Source data:
================

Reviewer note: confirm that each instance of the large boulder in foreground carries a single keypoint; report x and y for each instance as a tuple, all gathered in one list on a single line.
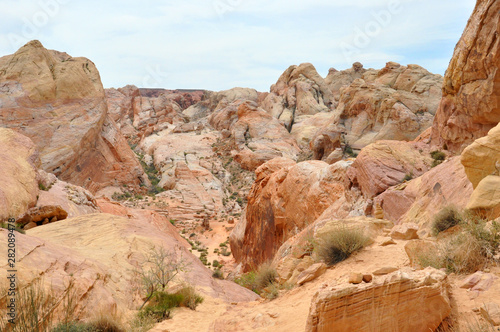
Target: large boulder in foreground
[(285, 198), (401, 301), (59, 102), (470, 106), (386, 163), (18, 174), (420, 199)]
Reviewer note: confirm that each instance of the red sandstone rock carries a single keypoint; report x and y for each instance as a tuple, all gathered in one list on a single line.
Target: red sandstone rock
[(470, 105)]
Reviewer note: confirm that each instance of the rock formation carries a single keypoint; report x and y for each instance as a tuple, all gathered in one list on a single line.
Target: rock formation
[(401, 301), (470, 108), (285, 198), (386, 163), (59, 102), (18, 174)]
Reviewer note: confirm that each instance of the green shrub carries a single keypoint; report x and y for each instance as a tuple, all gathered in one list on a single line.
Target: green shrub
[(446, 218), (340, 244), (218, 274)]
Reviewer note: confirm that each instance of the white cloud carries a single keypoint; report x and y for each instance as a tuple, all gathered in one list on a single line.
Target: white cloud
[(249, 44)]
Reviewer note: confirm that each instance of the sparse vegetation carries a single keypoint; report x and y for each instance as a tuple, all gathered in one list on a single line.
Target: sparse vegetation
[(341, 243)]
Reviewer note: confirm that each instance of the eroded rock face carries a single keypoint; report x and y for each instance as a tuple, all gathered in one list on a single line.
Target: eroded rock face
[(18, 174), (401, 301), (100, 252), (470, 107), (386, 163), (299, 91), (282, 203), (482, 158), (394, 103), (257, 136), (421, 198), (59, 102)]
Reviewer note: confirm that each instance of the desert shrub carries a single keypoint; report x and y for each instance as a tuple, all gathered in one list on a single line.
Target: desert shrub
[(446, 218), (190, 298), (438, 155), (17, 227), (34, 307), (218, 274), (160, 268), (341, 243)]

================

Please update all of the items above, replacing each "keypoint" with "marker" and changing nothing else. Leave the pictures out of your answer.

Reviewer note: confirm that each instance of the large boulder in foreground carries a single marker; report x and y for each instance as a tuple, all gathered in one list on a single line.
Target: large boulder in foreground
[(285, 198), (401, 301), (59, 102), (470, 106), (386, 163), (18, 174), (420, 199)]
Reviewer note: confirm that each instance of the red sandstone rock carries a single marker; report x and y for each instance as a tuple, all gathered in one list on a single line.
Target: red sandstone rock
[(470, 105)]
Reviewer note: confirm that each instance of the rock formation carries a single marker; report x and y for each instance as a tuple, all gathered in one list on a single line.
Target: rock formation
[(401, 301), (470, 108), (285, 198), (386, 163), (59, 102), (18, 174)]
Reviewer note: confirm that each instance of the green shrub carries a single marker; report x and y for each instance as a tuple, all gathered in one list on a single line.
Target: green shrub
[(446, 218), (340, 244), (218, 274)]
Reviewer note: confirm that each instance of the white cloud carries a single marker; report x and y for each instance as a tuple, all gathered in one list on a single line.
Target: white cloud
[(249, 44)]
Reviewer note: confirm that each instance of the sparse vegetation carries a single marker; report x and y for each instance as a tuple, all gathered in one list on a single line.
Target: sparse vegetation
[(341, 243)]
Reviewer note: confirm that each instance of the eroded rock face carries a single marker; report x and y for each instance as a tuple, all gathered in one list on a single line.
Target: eroded rock face
[(18, 174), (401, 301), (100, 252), (470, 107), (386, 163), (299, 91), (282, 203), (482, 158), (394, 103), (257, 136), (421, 198), (59, 102)]
Reviewer note: confirm that each instance of the desert shrub carries a single marker; report x and y for each instance as a tuple, all gathered in one list on a single line.
Target: desert shrub
[(446, 218), (190, 298), (438, 155), (17, 227), (34, 307), (218, 274), (160, 268), (341, 243)]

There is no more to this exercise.